→ **Extrait à lire**:
━━━━━━━━━━━━━━━━

Allocution de Mgr Laurent Ulrich - Soirée hommage au Cardinal Jean-Marie Lustiger

Jeudi 10 octobre 2024 - Collège des Bernardins (5e)

Dévoilement de la plaque donnant au Grand Auditorium le nom d’Aron Jean-Marie Lustiger.

Chers amis,

Cette soirée proposée en hommage au Cardinal Lustiger se place naturellement sous le signe de la fidélité. La fidélité à nos convictions, bien évidemment ; la fidélité à notre mission ; la fidélité envers ceux qui nous précèdent et continuent de nous inspirer. Parler du Collège des Bernardins, travailler à lui faire donner sa pleine mesure, c’est déjà une manière d’être fidèle à Mgr Lustiger à travers une œuvre qui traduit grandement sa pensée et la portée de son action. Les Bernardins sont un témoignage éloquent, à travers une collégialité que nous avons souhaité dynamiser, dans la pluralité de leurs recherches, et par tous les fils du dialogue qui s’y tissent. Ils illustrent en effet le caractère prophétique de la pensée d’un homme qui a su s’ouvrir à l’Esprit, en se reconnaissant profondément héritier, en se découvrant l’audace d’un bâtisseur.

━━━━━━━━━━━━━━━━

→ **Énoncé 1**:
Recopiez le passage de l'allocution qui commence par « Cette soirée proposée » et se poursuit jusqu'à « l’audace d’un bâtisseur. ».
→ **Énoncé 2**:
D'après l'allocution, quel nom la plaque dévoilée donne-t-elle au Grand Auditorium ?
→ **Énoncé 3**:
Poursuivez l'allocution en hommage au cardinal Lustiger à partir de sa dernière phrase.
Le matériel placé ensuite n'a aucun lien avec l'allocution.

→ **Données fournies**:

━━━━━━━━━━━━━━━━

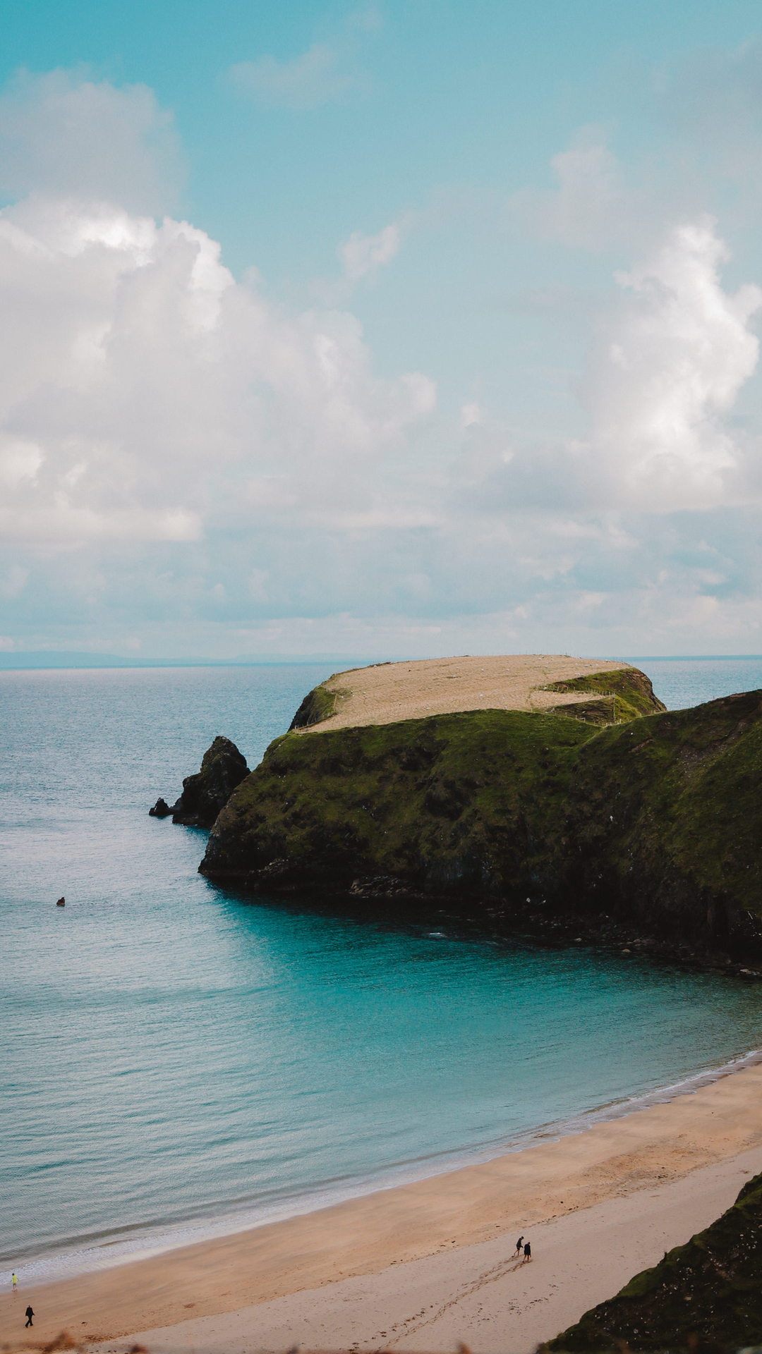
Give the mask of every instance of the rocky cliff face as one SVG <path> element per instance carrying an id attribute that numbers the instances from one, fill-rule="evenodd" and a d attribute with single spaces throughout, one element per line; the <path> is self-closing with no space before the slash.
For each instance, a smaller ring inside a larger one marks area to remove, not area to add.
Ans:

━━━━━━━━━━━━━━━━

→ **Réponse 1**:
Cette soirée proposée en hommage au Cardinal Lustiger se place naturellement sous le signe de la fidélité. La fidélité à nos convictions, bien évidemment ; la fidélité à notre mission ; la fidélité envers ceux qui nous précèdent et continuent de nous inspirer. Parler du Collège des Bernardins, travailler à lui faire donner sa pleine mesure, c’est déjà une manière d’être fidèle à Mgr Lustiger à travers une œuvre qui traduit grandement sa pensée et la portée de son action. Les Bernardins sont un témoignage éloquent, à travers une collégialité que nous avons souhaité dynamiser, dans la pluralité de leurs recherches, et par tous les fils du dialogue qui s’y tissent. Ils illustrent en effet le caractère prophétique de la pensée d’un homme qui a su s’ouvrir à l’Esprit, en se reconnaissant profondément héritier, en se découvrant l’audace d’un bâtisseur.

→ **Réponse 2**:
Le nom d'Aron Jean-Marie Lustiger.

→ **Réponse 3**:
Héritier, on a pu croire que Mgr Lustiger l’était doublement, comme fils du judaïsme et du christianisme. Mais, jusque dans son ultime passage, il nous a rappelé, comme aussi les Pères du Concile Vatican II, comment notre christianité « se nourrit de la racine de l’olivier franc ». [1] Cette filiation unique, il nous faut l’accueillir ; il nous faut l’honorer ; il nous faut la cultiver. Toute filiation fait de chacun de nous des fils ou des filles, des frères et des sœurs. Et pour que ce lien demeure, malgré le goût de la rupture qui marque chaque époque, et particulièrement la nôtre, il doit être toujours entretenu. Or, il ne l’est jamais aussi bien que dans la réflexion qui précède le dialogue, dans le dialogue qui conduit à la vérité, et dans la vérité qui, par la charité, est gage de paix. Je salue particulièrement les représentants de la communauté juive qui nous honorent de leur présence et leur exprime toute notre proximité, notamment face à toutes les violences actuelles.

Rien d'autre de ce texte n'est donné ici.